Every entry below should come back unchanged, except that the pictures are dropped.

*** DATASET EXTRACT

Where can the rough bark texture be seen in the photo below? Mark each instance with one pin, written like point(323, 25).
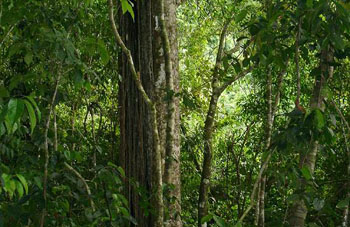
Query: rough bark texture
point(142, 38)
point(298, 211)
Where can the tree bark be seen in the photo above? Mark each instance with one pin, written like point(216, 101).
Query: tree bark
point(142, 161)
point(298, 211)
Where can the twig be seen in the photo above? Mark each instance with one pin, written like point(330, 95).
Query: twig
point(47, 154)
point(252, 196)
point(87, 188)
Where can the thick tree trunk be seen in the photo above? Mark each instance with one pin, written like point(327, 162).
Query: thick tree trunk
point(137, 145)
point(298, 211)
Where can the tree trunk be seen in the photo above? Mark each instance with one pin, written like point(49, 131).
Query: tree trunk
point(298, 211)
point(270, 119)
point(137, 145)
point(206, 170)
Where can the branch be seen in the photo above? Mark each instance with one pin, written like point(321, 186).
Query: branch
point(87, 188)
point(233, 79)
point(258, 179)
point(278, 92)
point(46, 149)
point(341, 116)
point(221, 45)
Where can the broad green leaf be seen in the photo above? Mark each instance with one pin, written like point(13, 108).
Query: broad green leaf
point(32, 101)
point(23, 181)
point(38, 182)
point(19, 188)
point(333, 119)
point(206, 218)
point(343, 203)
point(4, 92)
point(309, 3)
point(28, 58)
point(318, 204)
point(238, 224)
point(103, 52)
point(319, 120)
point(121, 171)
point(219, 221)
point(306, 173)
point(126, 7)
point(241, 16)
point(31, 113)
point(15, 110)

******

SOLUTION TO THIS TASK:
Where can the rough bark texture be seen in the photo below? Mark each instance with one pin, written like point(323, 25).
Query: rough bark texture
point(142, 38)
point(298, 211)
Where can the tree bark be seen in the photo above? Mark each instance with one pin, written like point(216, 101).
Query: tree bark
point(142, 161)
point(298, 211)
Where can the twig be seen in the photo above? Mark each instance with one pin, written like point(330, 95).
Query: twig
point(47, 154)
point(252, 196)
point(87, 188)
Where can the thick tree trunk be seen in the photo above? Mark each instance with one pin, written like point(327, 162).
Query: thick tree trunk
point(137, 145)
point(298, 211)
Where can the tree trunk be seen in the photo above? Mark each instance with one pin, written like point(49, 131).
Query: tree trunk
point(298, 211)
point(270, 119)
point(137, 145)
point(206, 170)
Where can the branch be seen in the photo above? Mark each instance with one pin, written like point(321, 186).
Query: branch
point(87, 188)
point(233, 79)
point(258, 179)
point(278, 92)
point(46, 149)
point(341, 116)
point(221, 45)
Where can the broad green leaf be seen in the photo above? Mark each instance with one pin, written like point(13, 108).
Query: broad green leaf
point(32, 101)
point(23, 181)
point(38, 182)
point(19, 188)
point(333, 119)
point(206, 218)
point(343, 203)
point(4, 92)
point(309, 3)
point(28, 58)
point(318, 204)
point(238, 224)
point(103, 52)
point(319, 120)
point(121, 171)
point(219, 221)
point(306, 173)
point(126, 7)
point(241, 16)
point(31, 113)
point(15, 110)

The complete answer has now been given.